**Source document:**
····················
Substantial effort, too large to summarize in a single paper, has already been made to characterize the structure of Reynolds stresses in turbomachines. Reviews covering different generations of modeling efforts are summarized, e.g., in Refs. [1–4]. While computational fluid dynamics (CFD), especially Reynolds-averaged Navier–Stokes (RANS) simulations, have become the primary tool for characterizing the flow in turbomachines, they raise questions about the applicability of the Reynolds stress models involved, and their impact on the flow dynamics . The impact of different models has been assessed by comparing simulation results with experimental data at varying scales and levels of details, ranging from the blind CFD tests in the early 1990s  to recent comparison between particle image velocimetry (PIV) data and simulation results [7,8]. Several observations have been made, such as the required empirical tuning of constants , possible generation of negative normal stresses and associated realizability issues , the so-called stagnation point anomaly , model-dependent predictions [8,11], and turbulence anisotropy in contrast to k–ε models . The latter could be resolved, e.g., by using full Reynolds stress transport models, or resort to large eddy simulations (LES). Application of fully resolved direct numerical simulation is not feasible at the present time, especially for industrial applications. Hence, as suggested in Refs.  and , RANS predictions need to be validated and calibrated based on experimental data.
Modeling of tip leakage flows is particularly challenging, where measured trends do not necessarily agree. For example, Lakshminarayana et al.  show that turbulence at the tip region is dominated by radial velocity fluctuations, presumably due to centrifugal effects, while experiments [14,15] and LES [16,17] in a linear cascade show higher wall-parallel velocity fluctuations. The cascade studies also show that shear is the dominant contributor to turbulence production around the tip leakage vortex (TLV). A recent comprehensive stereo-PIV (SPIV) data obtained in an axial waterjet pump by Wu et al. [18–20] show a very complex spatially nonuniform turbulence anisotropy, and both normal contraction/extension and shear contribute to turbulence production. These measurements have been performed in a refractive index-matched facility enabling unobstructed measurements of all the Reynolds stresses and terms affecting the turbulence production. The present paper extends this effort by examining the Reynolds stresses, parameters affecting them, and their relation to the strain rate tensor in the tip region of an axial compressor introduced in recent publications [21–29]. They provide detailed information about the formation, rollup, and breakup of the TLV, associated instabilities and mechanisms affecting the onset of stall , as well as the effects of flow rate and tip gap size on the tip region flow structure . Here, the focus is the properties of turbulence in a selected midchord volume, where measurements performed in a series of closely spaced planes provide all components of the Reynolds stress and mean strain rate tensors. Specific reasons for the turbulence anisotropy are identified, followed by analysis of the stress–strain rate relations, and applicability of eddy viscosity-based models to the rapidly changing spatially varying strain rate field in the tip region. While the mean flow dynamics is dominated by the balance between acceleration and pressure gradients for most of the sample area, the spatial gradients in Reynolds stresses have comparable magnitudes in high shear regions, emphasizing their significance.
····················
Collected data entries
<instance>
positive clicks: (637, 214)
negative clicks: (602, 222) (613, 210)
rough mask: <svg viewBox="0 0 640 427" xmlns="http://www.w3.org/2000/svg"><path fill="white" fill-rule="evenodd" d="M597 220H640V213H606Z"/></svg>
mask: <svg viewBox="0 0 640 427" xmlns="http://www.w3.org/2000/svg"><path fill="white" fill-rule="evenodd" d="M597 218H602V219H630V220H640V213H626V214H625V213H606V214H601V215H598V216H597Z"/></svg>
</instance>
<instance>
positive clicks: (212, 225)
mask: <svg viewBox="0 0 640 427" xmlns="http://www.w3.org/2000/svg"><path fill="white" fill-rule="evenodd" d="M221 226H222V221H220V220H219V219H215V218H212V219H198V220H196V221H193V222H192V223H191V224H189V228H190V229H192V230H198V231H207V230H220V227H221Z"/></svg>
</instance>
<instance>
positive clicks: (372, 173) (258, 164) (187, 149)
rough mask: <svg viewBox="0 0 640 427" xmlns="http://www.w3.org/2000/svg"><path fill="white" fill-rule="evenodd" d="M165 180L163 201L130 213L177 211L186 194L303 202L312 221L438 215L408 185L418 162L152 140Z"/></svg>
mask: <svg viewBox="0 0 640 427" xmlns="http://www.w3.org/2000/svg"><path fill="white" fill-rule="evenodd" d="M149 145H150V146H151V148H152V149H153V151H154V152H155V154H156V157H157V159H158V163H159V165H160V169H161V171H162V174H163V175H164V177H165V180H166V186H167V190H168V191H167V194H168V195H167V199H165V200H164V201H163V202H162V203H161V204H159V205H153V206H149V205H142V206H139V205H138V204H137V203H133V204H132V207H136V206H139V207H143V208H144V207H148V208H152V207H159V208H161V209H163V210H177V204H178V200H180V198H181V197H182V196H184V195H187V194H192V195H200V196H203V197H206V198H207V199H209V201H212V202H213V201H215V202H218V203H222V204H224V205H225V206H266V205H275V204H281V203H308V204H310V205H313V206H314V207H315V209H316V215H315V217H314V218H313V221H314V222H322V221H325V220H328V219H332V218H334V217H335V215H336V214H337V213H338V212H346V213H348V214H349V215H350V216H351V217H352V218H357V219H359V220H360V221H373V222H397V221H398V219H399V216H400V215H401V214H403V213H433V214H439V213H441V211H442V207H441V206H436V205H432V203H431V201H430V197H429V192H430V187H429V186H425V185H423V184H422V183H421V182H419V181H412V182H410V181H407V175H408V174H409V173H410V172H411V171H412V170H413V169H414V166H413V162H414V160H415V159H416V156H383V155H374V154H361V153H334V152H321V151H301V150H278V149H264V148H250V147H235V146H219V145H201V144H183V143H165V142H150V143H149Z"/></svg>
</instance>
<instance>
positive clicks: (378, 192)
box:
····················
**The task:** Pick up the passage on Reynolds stresses in turbomachines where it stops and continue it. None of the lines above are needed here.

**Output below:**
All the measurements have been performed in the JHU refractive index-matched facility discussed in detail in several recent publications, e.g., see Refs.  and . Unobstructed optical access to the flow passages is achieved by using casing and blade rows made of transparent acrylic, and a fluid that has the same refractive index (1.49). This concentrated (62–63% by weight) aqueous solution of sodium iodide (NaI) has a specific gravity of 1.84 and a kinematic viscosity of 1.1 × 10−6 m2/s in the relevant temperature range of 20–25 °C. The fluid properties, mean pressure, and pressure drop in the loop are monitored and controlled . As illustrated in Fig. 1(a), the current compressor model consists of a row of inlet guide vanes (IGV) with 20 blades, a rotor with 15 blades and a stator with 20 blades. The blade shapes are derived from the first one and a half stages of the LSAC facility at NASA Glenn research center [22–24,30,31], but have a lower aspect ratio to facilitate measurements in the liquid. Relevant geometric parameters are provided in Table 1. The rotor blade investigated in the current study has a relatively large tip clearance of 2.4 mm, corresponding to 2.3% of blade chord length or 5.5% of the blade span. This tip clearance is determined directly by measuring the distance between the casing and blade tip from the PIV images, since a slight mismatch in refractive index leaves faint traces of the solid boundaries. The effects of tip clearance on the flow structure and distributions of turbulence intensity are discussed in previous papers [27,28]. The blade rows are housed in a thick transparent acrylic casing, with five flat surfaces allowing optical access from multiple views. All the tests discussed here have been performed at 480 RPM, resulting in the tip speed and Reynolds number specified in Table 1. A long channel upstream of the IGV is aimed at generating a nearly fully developed turbulent channel flow at the entrance to the test section. The measured velocity fluctuations, 12.7 mm upstream of the IGV and away from the wall, have a spatially averaged rms value of about 3.7% of the blade tip speed. This level is much lower than typical values measured in the blade tip region, as discussed in the Turbulence Intensity and Anisotropy section.
The machine performance is quantified using the static-to-static pressure rise coefficient, ψSS = Δp/(0.5ρ), and the flow rate coefficient, φ = Vz/UT. Here, Δp is the pressure rise across the entire compressor measured using taps located upstream of the IGV and downstream of the stator. The flow rate is measured by translating a Pitot tube across the pipe in the return line and integrating the velocity profile. The uncertainties in pressure rise and flow rate measurements are about 1.2% and 1.7%, respectively . The performance curve for current tip gap size is provided in Fig. 2, where the condition selected for the present study, φ = 0.35, is highlighted.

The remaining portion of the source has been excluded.